§ REQUIRED ACTION
Can you quote, word for word, every line from the first line of the records below through the line containing "Target: red ornament", and nothing else?
● ● ● ●
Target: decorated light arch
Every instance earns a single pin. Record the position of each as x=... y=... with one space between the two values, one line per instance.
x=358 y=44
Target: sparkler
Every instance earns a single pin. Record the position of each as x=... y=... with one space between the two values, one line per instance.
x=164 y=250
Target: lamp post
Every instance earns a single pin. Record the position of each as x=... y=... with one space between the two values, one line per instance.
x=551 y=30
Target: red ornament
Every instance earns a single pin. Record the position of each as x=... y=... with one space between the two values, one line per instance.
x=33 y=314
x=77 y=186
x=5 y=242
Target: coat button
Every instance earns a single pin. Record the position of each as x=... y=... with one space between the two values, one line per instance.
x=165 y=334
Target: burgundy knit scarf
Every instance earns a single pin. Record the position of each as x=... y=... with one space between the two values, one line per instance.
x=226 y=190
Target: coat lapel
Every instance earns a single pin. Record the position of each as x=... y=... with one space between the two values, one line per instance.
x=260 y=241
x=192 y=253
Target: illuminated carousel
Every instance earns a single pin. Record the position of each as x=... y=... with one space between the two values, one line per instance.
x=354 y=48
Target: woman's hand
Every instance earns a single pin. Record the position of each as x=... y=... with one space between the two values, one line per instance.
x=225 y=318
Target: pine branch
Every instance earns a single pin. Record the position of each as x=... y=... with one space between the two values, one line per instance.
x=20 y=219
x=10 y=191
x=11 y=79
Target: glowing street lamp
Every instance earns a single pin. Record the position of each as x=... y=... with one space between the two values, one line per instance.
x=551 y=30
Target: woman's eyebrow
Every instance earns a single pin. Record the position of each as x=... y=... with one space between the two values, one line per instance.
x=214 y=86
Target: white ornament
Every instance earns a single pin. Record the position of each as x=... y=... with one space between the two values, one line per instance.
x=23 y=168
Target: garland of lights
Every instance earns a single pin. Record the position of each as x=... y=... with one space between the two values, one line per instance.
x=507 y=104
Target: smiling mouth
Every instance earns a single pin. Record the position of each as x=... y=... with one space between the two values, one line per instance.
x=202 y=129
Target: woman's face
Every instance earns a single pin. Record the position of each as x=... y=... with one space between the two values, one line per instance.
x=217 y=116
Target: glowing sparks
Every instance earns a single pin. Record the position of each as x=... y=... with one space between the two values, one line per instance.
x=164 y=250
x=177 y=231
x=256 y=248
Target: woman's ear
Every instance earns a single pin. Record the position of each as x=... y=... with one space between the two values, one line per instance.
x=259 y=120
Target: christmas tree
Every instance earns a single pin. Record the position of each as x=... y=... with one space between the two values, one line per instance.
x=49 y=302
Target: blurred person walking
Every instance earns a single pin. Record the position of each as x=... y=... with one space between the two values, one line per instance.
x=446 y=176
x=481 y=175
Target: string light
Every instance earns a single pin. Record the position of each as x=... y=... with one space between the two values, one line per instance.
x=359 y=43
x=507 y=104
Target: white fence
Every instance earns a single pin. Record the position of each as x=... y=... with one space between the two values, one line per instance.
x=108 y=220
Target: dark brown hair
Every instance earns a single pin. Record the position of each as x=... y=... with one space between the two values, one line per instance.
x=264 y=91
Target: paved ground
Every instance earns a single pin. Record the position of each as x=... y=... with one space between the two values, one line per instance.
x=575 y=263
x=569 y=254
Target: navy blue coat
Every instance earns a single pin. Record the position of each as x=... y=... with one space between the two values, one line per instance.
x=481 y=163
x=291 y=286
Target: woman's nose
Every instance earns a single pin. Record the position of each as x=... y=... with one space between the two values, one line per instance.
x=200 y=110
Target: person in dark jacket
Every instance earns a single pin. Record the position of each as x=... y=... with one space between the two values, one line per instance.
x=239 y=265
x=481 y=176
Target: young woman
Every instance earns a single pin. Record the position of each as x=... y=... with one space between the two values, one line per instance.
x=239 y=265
● ● ● ●
§ COMPLETED TASK
Target: decorated light arch
Every instance earns a single pin. Record the position of each as x=... y=... with one space between the two values, one line per instance.
x=358 y=44
Target: sparkler
Every instance earns a single pin. Record the position of each as x=... y=... with one space between the two values, one line per instance.
x=164 y=250
Target: lamp post
Every instance earns a single pin. Record the position of each as x=... y=... with one space between the two values, one line per instance.
x=551 y=30
Target: red ornament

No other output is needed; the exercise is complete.